### Activity
When you reach the line containing "Question. Give the pixel coordinates of a point on the metal" in the entries below, start writing out each line exactly, and stop after the line containing "Question. Give the pixel coordinates of a point on the door's".
** Opening Exercise data block **
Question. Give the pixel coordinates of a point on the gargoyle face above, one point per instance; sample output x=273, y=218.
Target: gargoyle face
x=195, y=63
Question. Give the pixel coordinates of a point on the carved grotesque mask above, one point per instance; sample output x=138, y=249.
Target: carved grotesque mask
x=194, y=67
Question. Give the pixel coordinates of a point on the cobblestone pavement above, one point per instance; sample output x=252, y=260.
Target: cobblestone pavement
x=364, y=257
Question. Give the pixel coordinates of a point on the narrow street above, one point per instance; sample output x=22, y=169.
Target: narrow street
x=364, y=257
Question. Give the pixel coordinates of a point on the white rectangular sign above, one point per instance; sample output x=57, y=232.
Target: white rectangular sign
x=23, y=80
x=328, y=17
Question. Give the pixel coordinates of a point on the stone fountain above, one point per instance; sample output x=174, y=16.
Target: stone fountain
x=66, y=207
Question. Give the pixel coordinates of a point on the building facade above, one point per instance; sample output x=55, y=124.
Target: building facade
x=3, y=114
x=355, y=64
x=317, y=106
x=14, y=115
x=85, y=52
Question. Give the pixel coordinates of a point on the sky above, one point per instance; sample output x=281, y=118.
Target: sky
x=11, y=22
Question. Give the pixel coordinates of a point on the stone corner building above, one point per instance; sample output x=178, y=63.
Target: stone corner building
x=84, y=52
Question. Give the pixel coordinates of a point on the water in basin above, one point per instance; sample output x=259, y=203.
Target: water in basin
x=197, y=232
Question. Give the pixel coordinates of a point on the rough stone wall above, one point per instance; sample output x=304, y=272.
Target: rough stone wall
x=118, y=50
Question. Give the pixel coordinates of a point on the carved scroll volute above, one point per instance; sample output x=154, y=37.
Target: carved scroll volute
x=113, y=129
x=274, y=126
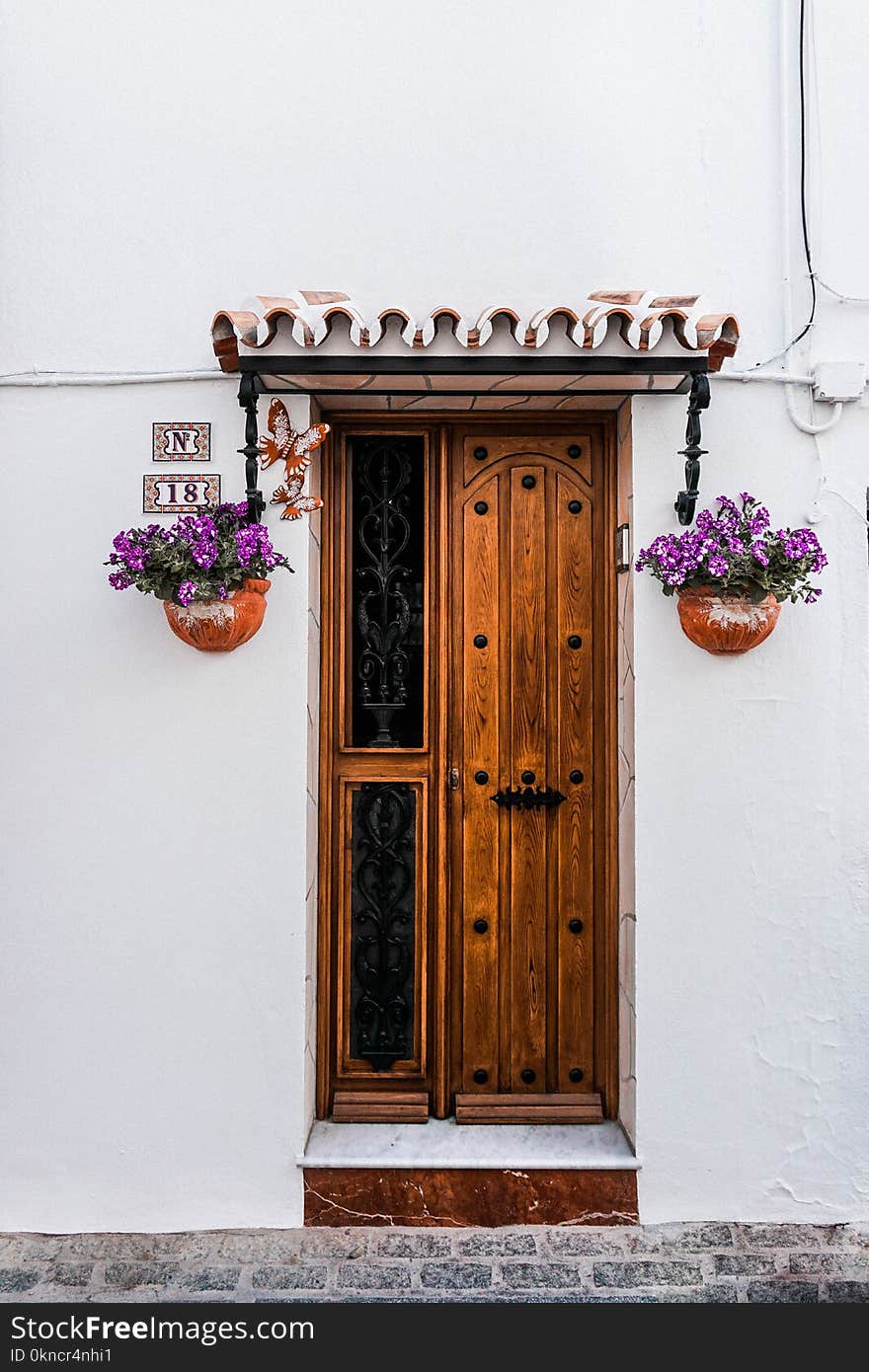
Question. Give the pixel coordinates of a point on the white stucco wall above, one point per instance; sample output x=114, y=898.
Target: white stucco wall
x=162, y=162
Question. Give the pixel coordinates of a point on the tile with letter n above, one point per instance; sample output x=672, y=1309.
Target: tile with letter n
x=183, y=442
x=179, y=493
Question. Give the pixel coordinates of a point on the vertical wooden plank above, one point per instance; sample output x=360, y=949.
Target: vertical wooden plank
x=439, y=865
x=527, y=827
x=574, y=819
x=481, y=752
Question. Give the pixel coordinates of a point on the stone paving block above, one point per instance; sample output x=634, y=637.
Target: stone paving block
x=851, y=1293
x=783, y=1293
x=428, y=1245
x=647, y=1273
x=69, y=1273
x=745, y=1265
x=587, y=1242
x=527, y=1275
x=18, y=1279
x=830, y=1263
x=454, y=1275
x=700, y=1295
x=484, y=1244
x=296, y=1277
x=210, y=1279
x=679, y=1238
x=373, y=1276
x=781, y=1235
x=127, y=1275
x=850, y=1237
x=20, y=1249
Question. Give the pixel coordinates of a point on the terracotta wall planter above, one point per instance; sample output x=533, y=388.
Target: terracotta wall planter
x=725, y=625
x=220, y=626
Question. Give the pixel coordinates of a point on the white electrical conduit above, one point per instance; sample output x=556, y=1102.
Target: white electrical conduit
x=785, y=123
x=108, y=377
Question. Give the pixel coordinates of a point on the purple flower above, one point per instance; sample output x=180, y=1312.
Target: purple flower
x=758, y=552
x=203, y=553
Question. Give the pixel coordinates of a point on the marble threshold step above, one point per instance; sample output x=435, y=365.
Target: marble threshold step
x=442, y=1143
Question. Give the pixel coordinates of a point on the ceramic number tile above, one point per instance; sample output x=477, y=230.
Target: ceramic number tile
x=183, y=442
x=179, y=493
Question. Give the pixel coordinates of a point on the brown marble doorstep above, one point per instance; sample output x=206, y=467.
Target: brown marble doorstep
x=464, y=1196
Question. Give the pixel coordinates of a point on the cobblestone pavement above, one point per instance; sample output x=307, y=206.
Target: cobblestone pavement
x=675, y=1262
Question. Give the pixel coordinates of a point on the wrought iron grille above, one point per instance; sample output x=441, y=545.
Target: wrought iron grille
x=382, y=904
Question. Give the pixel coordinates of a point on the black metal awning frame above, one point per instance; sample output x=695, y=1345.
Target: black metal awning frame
x=693, y=383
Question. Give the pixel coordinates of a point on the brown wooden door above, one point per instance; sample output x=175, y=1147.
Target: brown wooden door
x=521, y=730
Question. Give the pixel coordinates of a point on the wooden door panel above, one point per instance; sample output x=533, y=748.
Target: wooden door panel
x=482, y=453
x=482, y=746
x=527, y=713
x=573, y=753
x=502, y=984
x=524, y=665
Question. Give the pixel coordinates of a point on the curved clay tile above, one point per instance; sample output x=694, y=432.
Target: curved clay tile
x=537, y=331
x=641, y=316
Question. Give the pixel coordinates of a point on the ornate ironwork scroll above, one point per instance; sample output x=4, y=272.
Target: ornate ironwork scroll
x=387, y=566
x=382, y=906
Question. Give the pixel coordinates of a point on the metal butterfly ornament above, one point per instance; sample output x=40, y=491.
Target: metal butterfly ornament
x=292, y=498
x=295, y=450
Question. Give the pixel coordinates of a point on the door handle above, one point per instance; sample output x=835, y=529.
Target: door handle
x=528, y=798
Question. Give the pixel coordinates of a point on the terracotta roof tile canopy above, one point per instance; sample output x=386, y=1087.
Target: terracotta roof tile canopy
x=641, y=317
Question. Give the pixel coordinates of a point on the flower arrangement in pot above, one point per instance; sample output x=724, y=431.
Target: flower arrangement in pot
x=210, y=571
x=732, y=572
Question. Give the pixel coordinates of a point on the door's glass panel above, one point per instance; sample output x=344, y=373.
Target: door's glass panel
x=387, y=524
x=382, y=915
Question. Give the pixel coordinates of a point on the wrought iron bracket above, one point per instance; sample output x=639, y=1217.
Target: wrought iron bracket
x=528, y=798
x=699, y=398
x=247, y=400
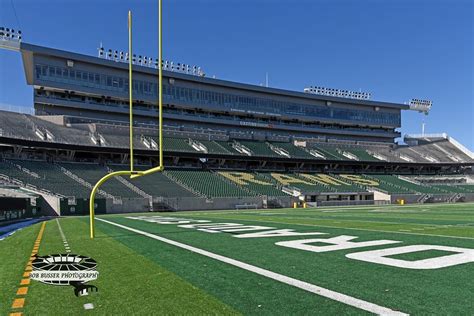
** Closing Exercise data block **
### Task output
Question. Give the pixel coordinates of a point on the metal butterfly ornament above, one point per instance; sample output x=40, y=491.
Target: metal butterfly ornament
x=292, y=498
x=295, y=450
Question. Give the pixel coordinates of a point on the door handle above, one point per instance; sample output x=835, y=529.
Target: door handle
x=528, y=798
Question. Give the pixel coordinates of a point on the terracotta roof tile canopy above, one point per instance; sample output x=386, y=1087.
Target: terracotta roof tile canopy
x=641, y=317
Question. Give the pixel coordinates of a point on the flower arrangement in pot above, one point per instance; sample output x=724, y=431.
Target: flower arrangement in pot
x=210, y=571
x=732, y=572
Question. Give the pixel coordinates of a point on the door's glass panel above, one point per instance; sample output x=344, y=373.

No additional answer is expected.